» **Prompt**:
Set down the listing again, word for word.

######

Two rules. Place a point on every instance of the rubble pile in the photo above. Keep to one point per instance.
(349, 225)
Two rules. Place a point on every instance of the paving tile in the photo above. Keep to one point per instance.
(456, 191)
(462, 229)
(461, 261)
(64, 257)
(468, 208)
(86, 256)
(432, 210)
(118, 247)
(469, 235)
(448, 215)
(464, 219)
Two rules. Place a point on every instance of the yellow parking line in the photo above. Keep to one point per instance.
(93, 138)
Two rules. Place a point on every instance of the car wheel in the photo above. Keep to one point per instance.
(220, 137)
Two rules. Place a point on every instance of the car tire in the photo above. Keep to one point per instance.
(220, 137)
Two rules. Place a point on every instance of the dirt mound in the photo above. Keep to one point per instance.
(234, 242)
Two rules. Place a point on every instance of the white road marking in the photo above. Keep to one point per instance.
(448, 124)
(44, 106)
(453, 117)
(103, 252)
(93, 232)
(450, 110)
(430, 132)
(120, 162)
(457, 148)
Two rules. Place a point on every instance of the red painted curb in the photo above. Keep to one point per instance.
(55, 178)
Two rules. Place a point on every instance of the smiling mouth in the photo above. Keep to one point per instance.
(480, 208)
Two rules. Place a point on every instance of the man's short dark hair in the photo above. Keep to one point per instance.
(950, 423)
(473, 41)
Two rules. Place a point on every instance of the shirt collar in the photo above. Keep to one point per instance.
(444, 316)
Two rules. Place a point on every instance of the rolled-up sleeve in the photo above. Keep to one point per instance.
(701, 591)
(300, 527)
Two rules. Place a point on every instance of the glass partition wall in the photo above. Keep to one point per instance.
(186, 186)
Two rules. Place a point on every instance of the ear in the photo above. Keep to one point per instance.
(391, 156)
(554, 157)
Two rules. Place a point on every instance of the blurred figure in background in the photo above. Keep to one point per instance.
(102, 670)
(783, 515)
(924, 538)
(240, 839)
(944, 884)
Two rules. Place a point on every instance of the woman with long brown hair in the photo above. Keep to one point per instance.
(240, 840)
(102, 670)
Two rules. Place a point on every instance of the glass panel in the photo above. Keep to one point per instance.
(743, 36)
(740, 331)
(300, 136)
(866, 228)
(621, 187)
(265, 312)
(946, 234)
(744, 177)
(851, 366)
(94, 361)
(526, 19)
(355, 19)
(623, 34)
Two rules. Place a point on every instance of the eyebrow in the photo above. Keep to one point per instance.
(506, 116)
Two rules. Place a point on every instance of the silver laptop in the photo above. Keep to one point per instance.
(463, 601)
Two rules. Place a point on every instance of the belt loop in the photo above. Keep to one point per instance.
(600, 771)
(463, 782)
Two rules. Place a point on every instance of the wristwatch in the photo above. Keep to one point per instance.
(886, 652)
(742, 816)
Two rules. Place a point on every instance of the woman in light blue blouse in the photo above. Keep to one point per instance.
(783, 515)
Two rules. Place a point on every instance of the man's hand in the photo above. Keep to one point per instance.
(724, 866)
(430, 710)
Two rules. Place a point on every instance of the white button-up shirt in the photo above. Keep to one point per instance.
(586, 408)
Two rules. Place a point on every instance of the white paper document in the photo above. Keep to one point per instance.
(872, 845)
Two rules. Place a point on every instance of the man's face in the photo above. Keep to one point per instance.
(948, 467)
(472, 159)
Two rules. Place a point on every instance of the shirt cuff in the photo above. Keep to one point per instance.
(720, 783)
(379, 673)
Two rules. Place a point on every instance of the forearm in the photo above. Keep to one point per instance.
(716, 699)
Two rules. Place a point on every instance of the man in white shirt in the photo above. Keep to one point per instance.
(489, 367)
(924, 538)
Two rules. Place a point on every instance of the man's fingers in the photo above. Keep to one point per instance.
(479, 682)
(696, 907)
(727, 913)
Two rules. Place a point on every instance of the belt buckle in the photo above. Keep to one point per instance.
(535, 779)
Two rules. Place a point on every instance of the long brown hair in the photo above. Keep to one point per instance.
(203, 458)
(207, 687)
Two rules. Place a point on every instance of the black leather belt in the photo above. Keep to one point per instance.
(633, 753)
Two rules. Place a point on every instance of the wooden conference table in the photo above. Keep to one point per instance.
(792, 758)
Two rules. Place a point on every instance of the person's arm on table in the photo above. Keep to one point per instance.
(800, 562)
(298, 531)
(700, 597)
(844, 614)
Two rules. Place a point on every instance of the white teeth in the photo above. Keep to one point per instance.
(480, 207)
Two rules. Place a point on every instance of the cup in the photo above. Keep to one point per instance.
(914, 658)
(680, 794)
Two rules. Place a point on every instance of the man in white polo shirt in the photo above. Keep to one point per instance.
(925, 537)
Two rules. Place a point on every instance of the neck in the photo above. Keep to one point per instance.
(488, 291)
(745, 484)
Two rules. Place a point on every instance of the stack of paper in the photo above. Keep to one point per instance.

######

» **Finished task**:
Two rules. Place a point on every instance of the rubble pile in the photo above. Keep to one point per instance.
(349, 225)
Two rules. Place a point on every instance of the paving tile in the photo above. Keep to one point per instance.
(456, 191)
(462, 229)
(461, 261)
(64, 257)
(468, 208)
(86, 256)
(432, 210)
(118, 247)
(469, 235)
(448, 215)
(464, 219)
Two rules. Place a point on every instance of the yellow parking line in the photo above. Keep to one point per instance.
(93, 138)
Two rules. Place a point on every instance of the car wheel in the photo above. Keep to one point per instance.
(220, 137)
Two rules. Place a point on every instance of the car tire in the photo above. Keep to one point per instance.
(220, 137)
Two rules. Place a point on every instance of the dirt mound in the photo above. Keep to one point per instance.
(234, 242)
Two rules. Place a point on every instance of the white road marking in the photo above. Keep to one point per instance.
(448, 124)
(44, 106)
(453, 117)
(103, 252)
(93, 232)
(450, 110)
(430, 132)
(120, 162)
(457, 148)
Two rules. Place a point on every instance of the red painted curb in the photo above. Keep to one point per instance.
(55, 178)
Two rules. Place a point on every instance of the smiling mouth in the photo above. Keep to one point per instance.
(480, 208)
Two rules. Place a point on every instance of the man's short dark hair in the photo above. Keep to one point per instance.
(950, 423)
(473, 41)
Two rules. Place a point on every instance of the shirt collar in the photo above. Keep to one point per instance.
(444, 316)
Two rules. Place a point on every instance of the rolled-up sleeve in the photo above. Keep to one point per instance.
(701, 591)
(300, 527)
Two rules. Place a point on every instance of the glass partition wall in the photo above. Keep to one point per instance.
(186, 186)
Two rules. Place a point on every instance of the ear in the photo above. Keep to one point per instance.
(391, 156)
(554, 157)
Two rules. Place a point on every instance of the blurred figure in background in the photo above. Keep to one point per instance.
(102, 670)
(783, 515)
(924, 538)
(240, 839)
(944, 884)
Two rules. Place a point on every instance of the woman with long brown hair in the photo above. Keep to one point per instance.
(240, 840)
(102, 670)
Two rules. Place a point on every instance of the glass panel in the photo above. Keep to one point per instance.
(743, 36)
(740, 331)
(300, 136)
(866, 228)
(621, 187)
(265, 312)
(946, 234)
(744, 177)
(851, 366)
(94, 361)
(526, 19)
(355, 19)
(623, 34)
Two rules. Place a point on every instance of the eyebrow in the photo above. Keep to one point per instance.
(506, 116)
Two rules. Place a point on every instance of the silver laptop in the photo above. Keep to one point per instance.
(463, 601)
Two rules. Place a point on every instance of the belt loop in the photo above. Keep to one point per instance.
(600, 771)
(463, 782)
Two rules. Place a point on every instance of the wristwatch in the photo above. Keep to one point per instance.
(886, 652)
(742, 816)
Two rules. Place a point on every instance of the woman in light blue blouse in the photo above. Keep to one point per instance.
(783, 515)
Two rules. Place a point on every instance of the man's hand in the photo above. Keep to one point per instance.
(724, 866)
(430, 710)
Two rules. Place a point on every instance of the white button-up shirt in the photo above. Keep to one point per instance.
(586, 408)
Two rules. Place a point on every instance of the white paper document in the photo above. Keep to one point per instance.
(872, 845)
Two rules. Place a point on every instance of the man's face in the photo above. Keep to one point per instance.
(948, 467)
(472, 159)
Two rules. Place a point on every instance of the shirt cuff in the photo above. Keep to one point per instance.
(720, 783)
(379, 673)
Two rules. Place a point on every instance of the forearm in the photo above. Keep to one point per instance.
(716, 699)
Two rules. Place a point on every instance of the man in white shirt in the photo above. Keep to one point per instance.
(489, 367)
(924, 538)
Two rules. Place a point on every instance of the man's fingers in the photo above. Keep to one point per instance.
(479, 682)
(696, 907)
(727, 913)
Two rules. Place a point on every instance of the belt buckle in the photo above. Keep to one point per instance.
(535, 779)
Two rules. Place a point on every instance of the long brown hair in the photo above. Keep to one point per instance.
(203, 458)
(207, 687)
Two rules. Place a point on every instance of the black leather belt in the photo above. Keep to one point per instance.
(633, 753)
Two rules. Place a point on every instance of the wooden conference table in the photo above. Keep to one point per instance.
(792, 758)
Two rules. Place a point on every instance of the person's arm on table in the photo above. Keep to one point per instance.
(800, 562)
(298, 531)
(700, 597)
(844, 614)
Two rules. Place a point on every instance of the white teeth in the photo above. Keep to one point per instance.
(480, 207)
Two rules. Place a point on every instance of the cup in the photo above. Keep to one point per instance.
(914, 658)
(680, 794)
Two rules. Place a point on every instance of the man in white polo shirt in the photo above. Keep to one point per instance.
(925, 537)
Two rules. Place a point on every instance of the neck in the photo above. Keep to one point per instance.
(488, 291)
(745, 484)
Two rules. Place a point on every instance of the stack of paper in the photo above. Keep to one point per instance.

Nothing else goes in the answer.